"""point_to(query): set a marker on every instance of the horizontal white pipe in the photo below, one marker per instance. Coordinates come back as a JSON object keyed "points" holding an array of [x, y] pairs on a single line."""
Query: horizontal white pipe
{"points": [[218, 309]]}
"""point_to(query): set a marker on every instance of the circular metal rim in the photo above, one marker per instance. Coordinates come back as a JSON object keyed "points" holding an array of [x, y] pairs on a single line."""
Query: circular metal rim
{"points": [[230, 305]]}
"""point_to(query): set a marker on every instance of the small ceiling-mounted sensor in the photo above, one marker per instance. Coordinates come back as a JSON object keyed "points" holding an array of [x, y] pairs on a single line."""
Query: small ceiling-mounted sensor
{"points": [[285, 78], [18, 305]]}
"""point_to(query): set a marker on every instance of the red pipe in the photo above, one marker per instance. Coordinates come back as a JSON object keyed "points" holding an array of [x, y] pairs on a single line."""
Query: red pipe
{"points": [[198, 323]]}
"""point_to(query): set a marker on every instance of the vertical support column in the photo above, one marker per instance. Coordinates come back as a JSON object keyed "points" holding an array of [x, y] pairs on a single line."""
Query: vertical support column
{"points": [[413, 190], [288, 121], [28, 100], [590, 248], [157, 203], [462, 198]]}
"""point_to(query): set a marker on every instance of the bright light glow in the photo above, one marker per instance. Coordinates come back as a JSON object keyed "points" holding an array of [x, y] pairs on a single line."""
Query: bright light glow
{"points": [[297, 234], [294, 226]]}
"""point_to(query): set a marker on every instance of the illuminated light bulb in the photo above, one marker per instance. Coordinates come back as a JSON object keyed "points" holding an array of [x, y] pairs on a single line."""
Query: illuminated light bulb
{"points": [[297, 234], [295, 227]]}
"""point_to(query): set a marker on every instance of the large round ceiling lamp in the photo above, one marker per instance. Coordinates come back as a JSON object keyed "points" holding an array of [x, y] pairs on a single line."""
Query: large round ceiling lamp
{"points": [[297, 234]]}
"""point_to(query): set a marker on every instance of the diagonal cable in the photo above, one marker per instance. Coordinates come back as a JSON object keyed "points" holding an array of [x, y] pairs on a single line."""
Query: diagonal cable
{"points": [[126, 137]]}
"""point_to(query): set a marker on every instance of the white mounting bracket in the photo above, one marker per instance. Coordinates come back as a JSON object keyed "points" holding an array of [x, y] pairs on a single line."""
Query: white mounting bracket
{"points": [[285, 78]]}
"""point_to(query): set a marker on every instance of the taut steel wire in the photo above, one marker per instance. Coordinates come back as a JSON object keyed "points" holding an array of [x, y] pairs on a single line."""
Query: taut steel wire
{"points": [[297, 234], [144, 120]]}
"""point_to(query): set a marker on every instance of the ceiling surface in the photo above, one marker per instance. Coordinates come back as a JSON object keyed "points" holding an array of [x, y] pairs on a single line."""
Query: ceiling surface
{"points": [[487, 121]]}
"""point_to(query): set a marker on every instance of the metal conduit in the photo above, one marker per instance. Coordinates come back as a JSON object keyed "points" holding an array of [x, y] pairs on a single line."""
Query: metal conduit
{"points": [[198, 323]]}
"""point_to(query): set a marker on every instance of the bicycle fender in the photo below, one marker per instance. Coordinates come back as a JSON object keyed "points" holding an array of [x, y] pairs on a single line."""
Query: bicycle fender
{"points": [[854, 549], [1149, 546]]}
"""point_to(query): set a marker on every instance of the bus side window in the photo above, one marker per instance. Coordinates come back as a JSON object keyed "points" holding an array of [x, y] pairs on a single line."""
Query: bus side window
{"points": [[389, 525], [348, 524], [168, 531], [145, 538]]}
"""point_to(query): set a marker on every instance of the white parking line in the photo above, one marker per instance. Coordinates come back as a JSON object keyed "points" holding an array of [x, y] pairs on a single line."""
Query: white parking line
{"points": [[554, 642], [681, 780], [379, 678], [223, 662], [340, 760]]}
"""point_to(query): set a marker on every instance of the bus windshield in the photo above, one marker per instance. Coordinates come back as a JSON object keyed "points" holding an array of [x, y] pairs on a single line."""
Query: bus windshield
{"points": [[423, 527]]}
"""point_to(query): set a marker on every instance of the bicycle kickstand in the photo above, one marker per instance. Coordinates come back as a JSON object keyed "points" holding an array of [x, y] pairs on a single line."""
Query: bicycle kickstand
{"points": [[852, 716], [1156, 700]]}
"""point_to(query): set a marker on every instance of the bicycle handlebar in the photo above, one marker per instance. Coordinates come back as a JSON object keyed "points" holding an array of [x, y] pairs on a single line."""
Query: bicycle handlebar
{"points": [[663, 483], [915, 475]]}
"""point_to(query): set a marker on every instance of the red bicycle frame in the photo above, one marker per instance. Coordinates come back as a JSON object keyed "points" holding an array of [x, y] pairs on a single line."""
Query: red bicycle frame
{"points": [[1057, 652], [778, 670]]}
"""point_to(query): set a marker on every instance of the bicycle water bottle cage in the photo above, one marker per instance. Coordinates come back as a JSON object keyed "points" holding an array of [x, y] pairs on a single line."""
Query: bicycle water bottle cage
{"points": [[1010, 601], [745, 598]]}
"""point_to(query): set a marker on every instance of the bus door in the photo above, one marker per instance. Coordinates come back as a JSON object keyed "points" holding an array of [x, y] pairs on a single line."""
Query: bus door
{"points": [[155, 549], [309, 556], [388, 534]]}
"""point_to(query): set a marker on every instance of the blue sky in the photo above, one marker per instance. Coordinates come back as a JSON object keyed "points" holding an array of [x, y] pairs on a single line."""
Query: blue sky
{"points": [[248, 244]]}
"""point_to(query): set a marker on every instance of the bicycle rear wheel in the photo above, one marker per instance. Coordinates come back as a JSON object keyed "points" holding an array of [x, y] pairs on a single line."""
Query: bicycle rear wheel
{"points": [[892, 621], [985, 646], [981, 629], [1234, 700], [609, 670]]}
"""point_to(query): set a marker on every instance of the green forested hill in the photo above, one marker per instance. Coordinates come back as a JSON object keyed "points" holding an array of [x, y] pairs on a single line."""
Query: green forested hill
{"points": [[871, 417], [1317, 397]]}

**DIRECTIVE:** Write out once more the lines above beginning at the line with "the bicycle handlebar"; continue through the final line and stop there.

**REPLY TO THE EXERCISE:**
"""point_to(query): set a marker on every instance of the bicycle handlebar in the photo above, one marker per instance. Coordinates come back as a JSON object keyed "points" holding an array of [x, y] pairs on a single line."""
Query: bicycle handlebar
{"points": [[663, 483], [915, 475]]}
"""point_to(query): set a marker on every instance of the red bicycle frame in the photo above, one marker per instance. Coordinates come back as a JSON object keyed "points" holding an array of [x, y] pairs on a single line."""
Query: red bicycle frame
{"points": [[1057, 652], [778, 670]]}
"""point_to(query): set a marker on every instance of the bicycle water bottle cage in the photo above, one marker per instance. Coordinates come back as a JSON object keyed "points" holding an array of [x, y] pairs on a single line."""
Query: bicycle water bottle cage
{"points": [[1010, 601], [745, 598]]}
"""point_to(query): set a marker on every instance of the bus door in the photo above, one marker per instance. Coordinates come back as a JSON object keyed "points" holding an array of [x, y] pairs on a single line."""
Query: bus door
{"points": [[155, 549], [309, 556], [388, 534]]}
"""point_to(query): set a marker on every instance of the blue sky in the photo above, one marker per instance. Coordinates come back as a JSON object keyed "points" holding an array of [x, y] pairs on a single line."""
Query: blue sky
{"points": [[248, 244]]}
"""point_to(query): set a marker on every instance of the bicycle rear wheel in the photo above, one marker per instance. Coordinates come back as a JSON object keyed "points" holding an array of [x, y] pairs on a single line."""
Query: bicycle rear wheel
{"points": [[892, 621], [985, 646], [981, 629], [1234, 700], [609, 670]]}
"""point_to(query): set a marker on every instance of the green forested hill in the photo above, one marker per instance. Coordinates come back as a JSON object keyed "points" holding an array of [x, y] pairs on a single line."""
Query: green forested hill
{"points": [[871, 417], [1317, 397]]}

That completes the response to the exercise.